- [STATED PROBLEM] Produce an exact copy of the lines from the line containing "Would you be able to point out the cliff" through the last line of the entries below, and only those lines.

---

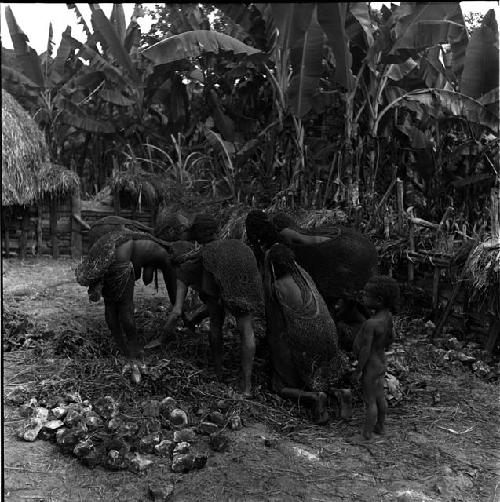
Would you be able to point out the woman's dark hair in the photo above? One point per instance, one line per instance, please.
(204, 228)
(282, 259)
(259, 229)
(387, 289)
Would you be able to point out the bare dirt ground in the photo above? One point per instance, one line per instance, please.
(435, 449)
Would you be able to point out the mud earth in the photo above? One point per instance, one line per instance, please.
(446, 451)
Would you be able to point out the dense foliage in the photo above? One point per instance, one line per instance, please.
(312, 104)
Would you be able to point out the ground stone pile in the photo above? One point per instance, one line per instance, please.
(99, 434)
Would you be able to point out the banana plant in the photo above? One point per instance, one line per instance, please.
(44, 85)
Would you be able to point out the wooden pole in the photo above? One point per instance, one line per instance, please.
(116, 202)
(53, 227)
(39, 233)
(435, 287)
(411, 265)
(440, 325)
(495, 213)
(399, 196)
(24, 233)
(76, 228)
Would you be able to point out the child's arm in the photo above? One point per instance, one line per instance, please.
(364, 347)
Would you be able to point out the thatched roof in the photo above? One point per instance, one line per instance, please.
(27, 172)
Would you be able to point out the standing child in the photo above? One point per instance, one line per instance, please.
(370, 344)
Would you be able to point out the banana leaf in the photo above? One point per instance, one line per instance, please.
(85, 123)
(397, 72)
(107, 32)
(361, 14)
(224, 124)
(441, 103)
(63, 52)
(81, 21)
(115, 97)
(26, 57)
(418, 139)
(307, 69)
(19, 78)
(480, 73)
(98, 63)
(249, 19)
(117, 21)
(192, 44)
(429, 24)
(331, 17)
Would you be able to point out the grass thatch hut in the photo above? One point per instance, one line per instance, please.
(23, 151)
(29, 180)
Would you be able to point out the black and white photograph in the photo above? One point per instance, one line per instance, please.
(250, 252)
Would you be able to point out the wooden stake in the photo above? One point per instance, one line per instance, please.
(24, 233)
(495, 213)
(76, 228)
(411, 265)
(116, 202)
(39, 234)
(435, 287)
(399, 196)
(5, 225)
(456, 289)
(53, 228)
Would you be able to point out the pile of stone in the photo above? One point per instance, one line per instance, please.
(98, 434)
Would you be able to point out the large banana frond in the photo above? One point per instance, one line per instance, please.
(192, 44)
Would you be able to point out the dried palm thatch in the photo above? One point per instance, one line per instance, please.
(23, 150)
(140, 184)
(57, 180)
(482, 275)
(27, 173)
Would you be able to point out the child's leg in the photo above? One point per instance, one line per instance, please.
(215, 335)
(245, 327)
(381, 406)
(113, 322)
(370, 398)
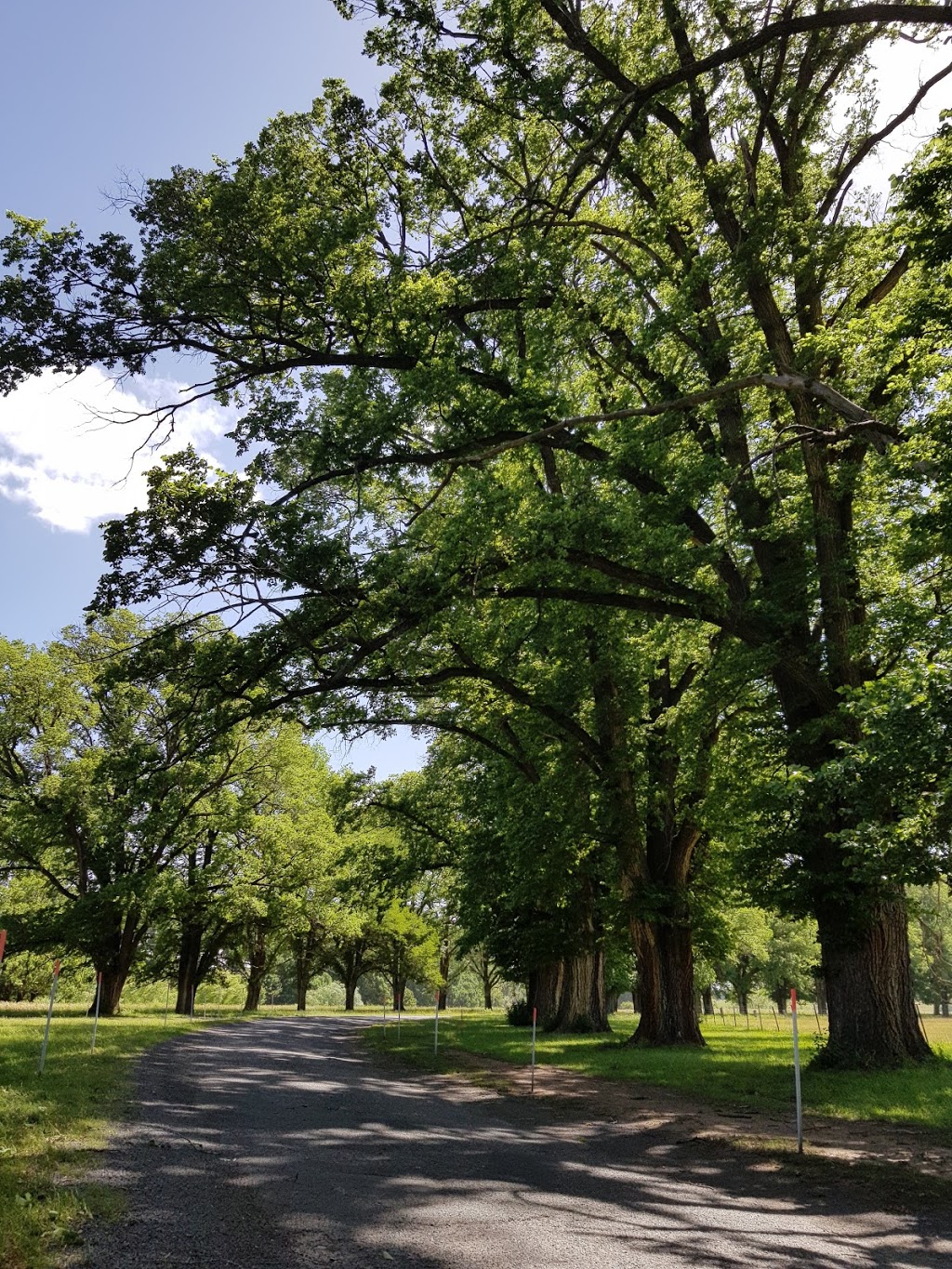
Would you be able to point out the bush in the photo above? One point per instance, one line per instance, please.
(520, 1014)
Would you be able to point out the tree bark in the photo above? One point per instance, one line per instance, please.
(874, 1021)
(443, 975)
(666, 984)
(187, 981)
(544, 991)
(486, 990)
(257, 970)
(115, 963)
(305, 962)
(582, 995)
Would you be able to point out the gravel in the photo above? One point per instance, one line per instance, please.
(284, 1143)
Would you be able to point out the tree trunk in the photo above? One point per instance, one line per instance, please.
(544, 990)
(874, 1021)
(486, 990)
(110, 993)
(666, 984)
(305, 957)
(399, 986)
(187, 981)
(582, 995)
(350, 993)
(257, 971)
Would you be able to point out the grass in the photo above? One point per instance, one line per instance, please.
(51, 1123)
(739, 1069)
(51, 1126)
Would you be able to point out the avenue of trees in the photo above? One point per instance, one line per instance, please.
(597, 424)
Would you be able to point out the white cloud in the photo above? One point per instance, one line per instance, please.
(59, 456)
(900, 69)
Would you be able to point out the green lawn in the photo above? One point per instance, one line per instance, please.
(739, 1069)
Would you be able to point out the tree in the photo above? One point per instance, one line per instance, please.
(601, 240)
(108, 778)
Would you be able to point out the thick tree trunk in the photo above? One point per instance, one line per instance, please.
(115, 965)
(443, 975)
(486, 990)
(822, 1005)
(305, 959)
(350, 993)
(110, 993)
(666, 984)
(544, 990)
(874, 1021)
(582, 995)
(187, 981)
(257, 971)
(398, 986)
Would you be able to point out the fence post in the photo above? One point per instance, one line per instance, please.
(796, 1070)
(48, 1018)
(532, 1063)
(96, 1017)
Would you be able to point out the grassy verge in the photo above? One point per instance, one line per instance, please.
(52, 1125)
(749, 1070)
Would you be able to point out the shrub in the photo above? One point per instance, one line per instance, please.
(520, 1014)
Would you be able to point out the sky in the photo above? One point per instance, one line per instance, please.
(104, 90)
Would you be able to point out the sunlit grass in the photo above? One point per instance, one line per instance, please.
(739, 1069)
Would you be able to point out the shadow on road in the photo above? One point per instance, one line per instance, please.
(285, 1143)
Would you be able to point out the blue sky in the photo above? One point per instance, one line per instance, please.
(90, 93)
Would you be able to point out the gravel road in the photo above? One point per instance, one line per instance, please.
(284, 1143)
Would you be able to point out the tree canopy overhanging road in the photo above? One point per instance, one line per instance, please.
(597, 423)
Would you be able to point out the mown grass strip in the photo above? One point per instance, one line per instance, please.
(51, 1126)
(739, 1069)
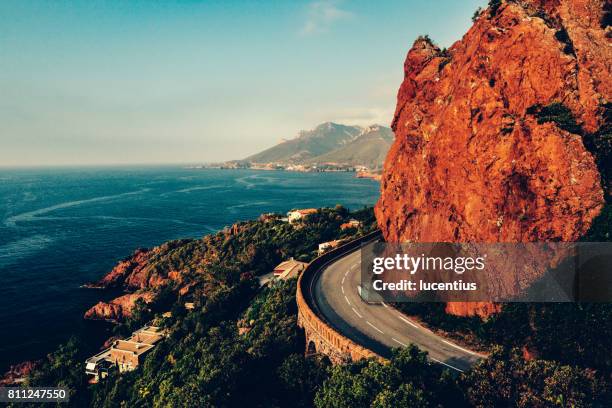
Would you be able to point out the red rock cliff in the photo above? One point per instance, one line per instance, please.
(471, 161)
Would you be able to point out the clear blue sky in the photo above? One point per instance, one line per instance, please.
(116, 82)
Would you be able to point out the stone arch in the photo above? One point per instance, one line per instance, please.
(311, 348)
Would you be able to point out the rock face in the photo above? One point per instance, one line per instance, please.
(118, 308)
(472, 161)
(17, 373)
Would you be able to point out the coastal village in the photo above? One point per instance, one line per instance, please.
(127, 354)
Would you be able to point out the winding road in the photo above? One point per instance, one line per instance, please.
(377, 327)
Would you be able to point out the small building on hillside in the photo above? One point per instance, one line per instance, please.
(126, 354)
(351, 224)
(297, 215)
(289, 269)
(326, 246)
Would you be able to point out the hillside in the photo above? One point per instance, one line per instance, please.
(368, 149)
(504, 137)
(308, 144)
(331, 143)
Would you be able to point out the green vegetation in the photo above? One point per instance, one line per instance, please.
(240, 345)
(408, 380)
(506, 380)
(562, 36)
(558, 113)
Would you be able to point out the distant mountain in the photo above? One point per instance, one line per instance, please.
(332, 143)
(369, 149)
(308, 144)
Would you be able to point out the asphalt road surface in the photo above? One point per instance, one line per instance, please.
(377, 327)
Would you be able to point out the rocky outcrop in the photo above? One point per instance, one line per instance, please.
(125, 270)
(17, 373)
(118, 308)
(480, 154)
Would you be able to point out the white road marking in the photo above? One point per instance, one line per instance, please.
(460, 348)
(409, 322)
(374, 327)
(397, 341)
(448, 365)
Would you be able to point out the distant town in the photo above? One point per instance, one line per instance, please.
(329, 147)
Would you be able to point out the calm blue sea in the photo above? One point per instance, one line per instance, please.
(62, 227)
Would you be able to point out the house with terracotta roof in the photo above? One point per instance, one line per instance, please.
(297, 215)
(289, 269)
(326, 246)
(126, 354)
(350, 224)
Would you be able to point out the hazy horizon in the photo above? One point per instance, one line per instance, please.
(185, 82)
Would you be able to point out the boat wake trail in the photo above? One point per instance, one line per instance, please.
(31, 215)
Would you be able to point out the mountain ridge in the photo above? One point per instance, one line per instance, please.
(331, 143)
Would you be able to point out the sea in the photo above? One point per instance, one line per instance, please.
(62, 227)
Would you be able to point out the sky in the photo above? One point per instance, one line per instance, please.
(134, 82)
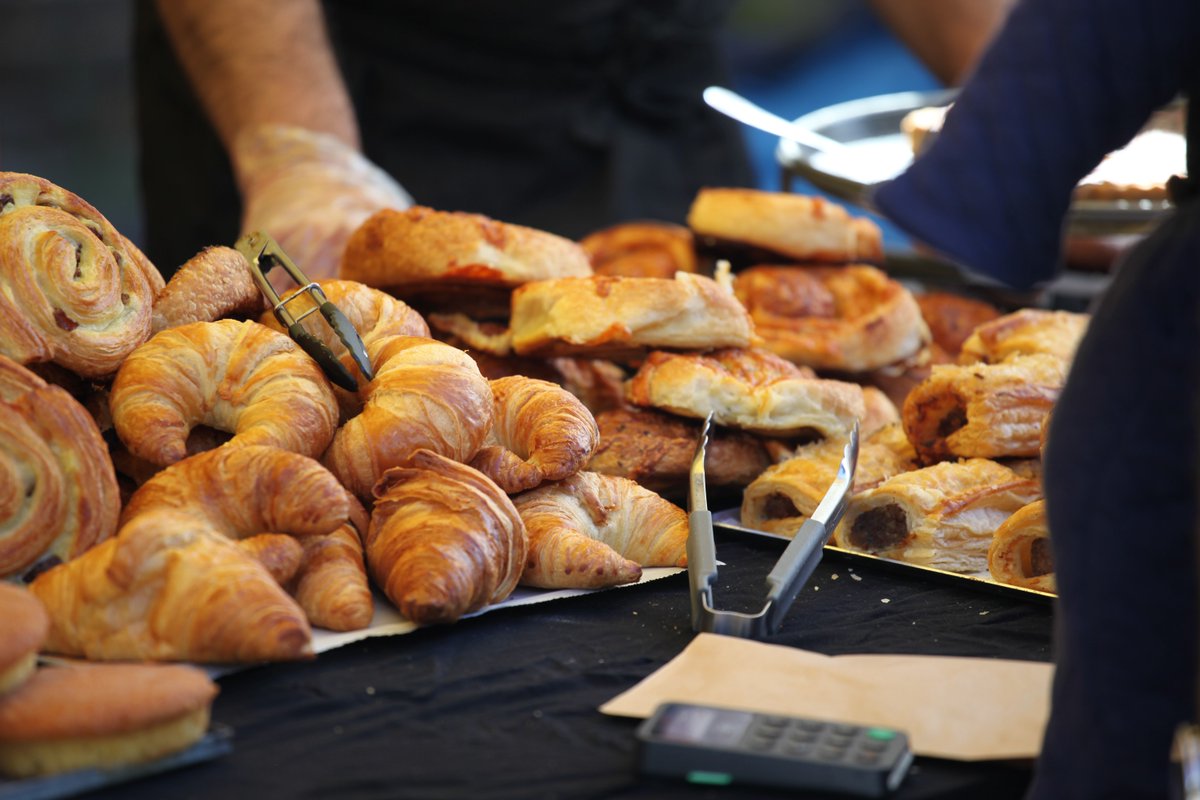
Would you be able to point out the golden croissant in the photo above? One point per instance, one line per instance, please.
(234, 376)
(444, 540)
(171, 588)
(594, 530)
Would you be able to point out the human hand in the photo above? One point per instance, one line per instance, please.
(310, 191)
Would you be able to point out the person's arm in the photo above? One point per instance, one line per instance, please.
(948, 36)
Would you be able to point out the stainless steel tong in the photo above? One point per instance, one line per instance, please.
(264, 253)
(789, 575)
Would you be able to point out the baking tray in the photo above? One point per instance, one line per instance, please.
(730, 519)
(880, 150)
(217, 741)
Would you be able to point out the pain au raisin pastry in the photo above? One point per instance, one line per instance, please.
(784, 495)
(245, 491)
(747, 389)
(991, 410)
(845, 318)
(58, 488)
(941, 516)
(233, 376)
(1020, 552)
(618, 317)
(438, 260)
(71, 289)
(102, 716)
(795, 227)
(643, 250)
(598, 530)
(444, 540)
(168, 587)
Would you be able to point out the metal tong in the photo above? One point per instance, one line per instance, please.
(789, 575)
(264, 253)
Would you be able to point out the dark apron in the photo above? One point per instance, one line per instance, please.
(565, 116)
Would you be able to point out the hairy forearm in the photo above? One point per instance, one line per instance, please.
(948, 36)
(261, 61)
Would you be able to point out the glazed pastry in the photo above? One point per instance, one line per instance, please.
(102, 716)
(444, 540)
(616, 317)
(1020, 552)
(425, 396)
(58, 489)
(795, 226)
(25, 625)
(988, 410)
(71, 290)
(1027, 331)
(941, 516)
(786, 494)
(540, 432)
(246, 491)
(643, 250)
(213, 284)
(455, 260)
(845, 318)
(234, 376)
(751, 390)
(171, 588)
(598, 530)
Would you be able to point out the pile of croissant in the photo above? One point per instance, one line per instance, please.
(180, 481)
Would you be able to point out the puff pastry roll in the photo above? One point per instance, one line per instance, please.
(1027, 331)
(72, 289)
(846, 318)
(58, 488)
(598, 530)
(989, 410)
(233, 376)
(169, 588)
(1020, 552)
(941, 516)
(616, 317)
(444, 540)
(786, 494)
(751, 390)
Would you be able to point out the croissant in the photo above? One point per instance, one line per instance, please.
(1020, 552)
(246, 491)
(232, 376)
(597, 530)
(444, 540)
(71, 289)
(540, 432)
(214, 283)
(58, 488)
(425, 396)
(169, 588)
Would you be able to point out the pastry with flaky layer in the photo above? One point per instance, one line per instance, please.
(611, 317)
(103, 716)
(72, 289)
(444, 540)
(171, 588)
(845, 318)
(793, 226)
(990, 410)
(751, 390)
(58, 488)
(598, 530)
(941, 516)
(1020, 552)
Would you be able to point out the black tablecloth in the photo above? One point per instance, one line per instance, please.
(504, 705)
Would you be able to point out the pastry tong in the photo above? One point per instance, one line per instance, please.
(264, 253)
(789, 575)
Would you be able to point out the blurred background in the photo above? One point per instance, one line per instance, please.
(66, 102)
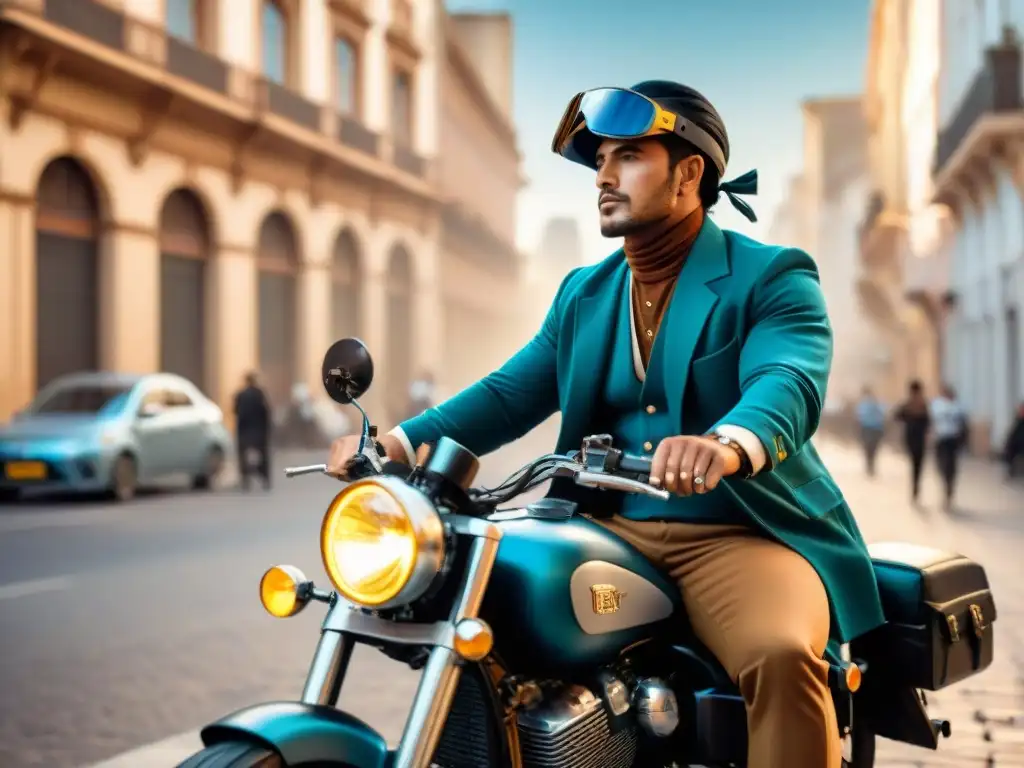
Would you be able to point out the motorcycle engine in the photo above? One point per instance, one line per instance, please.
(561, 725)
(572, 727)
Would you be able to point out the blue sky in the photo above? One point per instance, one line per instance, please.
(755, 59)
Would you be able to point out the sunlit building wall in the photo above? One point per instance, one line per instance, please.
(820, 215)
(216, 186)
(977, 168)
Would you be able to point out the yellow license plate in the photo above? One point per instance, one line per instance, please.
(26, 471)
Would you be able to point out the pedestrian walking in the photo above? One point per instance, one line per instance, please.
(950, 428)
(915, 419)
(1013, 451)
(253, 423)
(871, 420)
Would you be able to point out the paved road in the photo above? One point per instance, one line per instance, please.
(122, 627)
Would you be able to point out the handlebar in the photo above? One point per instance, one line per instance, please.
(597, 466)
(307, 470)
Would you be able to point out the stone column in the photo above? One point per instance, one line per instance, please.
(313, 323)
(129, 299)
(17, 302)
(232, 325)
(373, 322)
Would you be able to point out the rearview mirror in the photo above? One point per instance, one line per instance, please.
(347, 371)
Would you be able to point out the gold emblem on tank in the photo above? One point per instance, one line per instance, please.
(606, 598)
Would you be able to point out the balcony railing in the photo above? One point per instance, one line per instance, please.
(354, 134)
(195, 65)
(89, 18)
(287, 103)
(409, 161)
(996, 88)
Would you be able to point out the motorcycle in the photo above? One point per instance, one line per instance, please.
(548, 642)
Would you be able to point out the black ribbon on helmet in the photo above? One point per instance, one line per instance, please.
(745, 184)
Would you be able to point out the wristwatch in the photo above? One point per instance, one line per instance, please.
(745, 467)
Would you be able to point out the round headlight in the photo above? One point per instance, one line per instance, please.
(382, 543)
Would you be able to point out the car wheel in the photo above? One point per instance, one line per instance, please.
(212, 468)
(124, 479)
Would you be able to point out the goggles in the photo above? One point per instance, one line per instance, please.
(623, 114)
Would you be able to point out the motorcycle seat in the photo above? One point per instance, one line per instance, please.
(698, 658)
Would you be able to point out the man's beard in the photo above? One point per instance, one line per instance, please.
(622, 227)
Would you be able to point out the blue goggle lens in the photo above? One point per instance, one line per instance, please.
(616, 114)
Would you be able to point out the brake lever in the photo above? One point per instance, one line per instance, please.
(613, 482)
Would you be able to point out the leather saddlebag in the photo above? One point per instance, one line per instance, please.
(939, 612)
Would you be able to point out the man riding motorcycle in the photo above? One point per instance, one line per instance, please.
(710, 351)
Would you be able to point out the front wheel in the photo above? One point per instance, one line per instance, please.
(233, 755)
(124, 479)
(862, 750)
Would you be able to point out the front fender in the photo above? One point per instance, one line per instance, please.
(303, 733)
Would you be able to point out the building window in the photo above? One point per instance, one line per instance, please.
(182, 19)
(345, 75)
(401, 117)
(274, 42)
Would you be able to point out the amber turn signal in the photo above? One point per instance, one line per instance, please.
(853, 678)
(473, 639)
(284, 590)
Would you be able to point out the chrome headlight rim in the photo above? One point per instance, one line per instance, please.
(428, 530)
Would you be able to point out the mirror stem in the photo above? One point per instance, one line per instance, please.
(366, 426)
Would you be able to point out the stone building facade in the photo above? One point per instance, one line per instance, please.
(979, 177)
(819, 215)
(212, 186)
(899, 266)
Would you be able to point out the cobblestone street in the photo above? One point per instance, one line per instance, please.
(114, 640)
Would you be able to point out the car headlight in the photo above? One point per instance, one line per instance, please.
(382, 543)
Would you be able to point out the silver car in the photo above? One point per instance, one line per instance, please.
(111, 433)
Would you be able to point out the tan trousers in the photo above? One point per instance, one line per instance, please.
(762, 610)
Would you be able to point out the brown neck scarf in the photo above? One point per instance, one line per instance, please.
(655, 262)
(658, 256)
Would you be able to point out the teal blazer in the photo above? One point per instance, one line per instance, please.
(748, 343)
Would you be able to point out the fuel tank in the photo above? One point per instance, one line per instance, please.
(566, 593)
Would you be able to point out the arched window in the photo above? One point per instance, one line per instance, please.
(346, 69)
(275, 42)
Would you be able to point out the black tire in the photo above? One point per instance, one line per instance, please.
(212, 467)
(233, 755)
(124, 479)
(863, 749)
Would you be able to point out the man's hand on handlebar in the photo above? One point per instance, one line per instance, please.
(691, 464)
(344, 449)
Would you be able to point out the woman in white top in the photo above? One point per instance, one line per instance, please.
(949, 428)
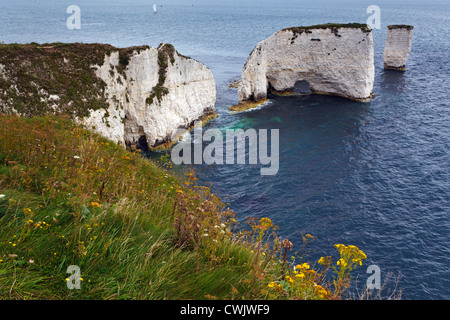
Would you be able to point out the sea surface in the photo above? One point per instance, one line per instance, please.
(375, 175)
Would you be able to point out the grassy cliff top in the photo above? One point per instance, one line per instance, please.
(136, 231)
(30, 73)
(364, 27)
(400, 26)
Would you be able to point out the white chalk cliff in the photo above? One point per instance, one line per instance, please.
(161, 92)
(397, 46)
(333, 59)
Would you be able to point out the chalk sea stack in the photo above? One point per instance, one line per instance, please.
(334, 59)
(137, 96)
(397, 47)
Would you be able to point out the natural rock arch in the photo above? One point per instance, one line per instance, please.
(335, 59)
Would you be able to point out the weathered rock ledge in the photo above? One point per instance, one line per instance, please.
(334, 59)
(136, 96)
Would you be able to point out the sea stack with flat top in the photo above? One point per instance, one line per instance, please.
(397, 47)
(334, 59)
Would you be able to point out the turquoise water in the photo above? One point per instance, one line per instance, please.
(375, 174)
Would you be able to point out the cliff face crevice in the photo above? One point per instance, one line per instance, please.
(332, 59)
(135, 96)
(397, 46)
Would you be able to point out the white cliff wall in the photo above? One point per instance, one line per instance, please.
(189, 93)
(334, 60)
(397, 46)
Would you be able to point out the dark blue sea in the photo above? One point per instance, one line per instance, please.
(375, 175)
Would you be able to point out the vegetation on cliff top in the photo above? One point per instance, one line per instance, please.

---

- [FULL SOLUTION]
Would you be able to point out the cliff face crevice in the photo above? One point per instance, one line per instance, please.
(332, 59)
(135, 96)
(397, 46)
Would you be able to point out the white cliff wall in the photo above? One point per instance, one line per instance, please.
(189, 93)
(334, 60)
(397, 46)
Would you be able to point out the dark blue sea in the photo above? One point per instance, one line per instance, please.
(375, 175)
Would you be able to point out the vegetation on cliff top in the photo above? One point per instance, one line per instance, please.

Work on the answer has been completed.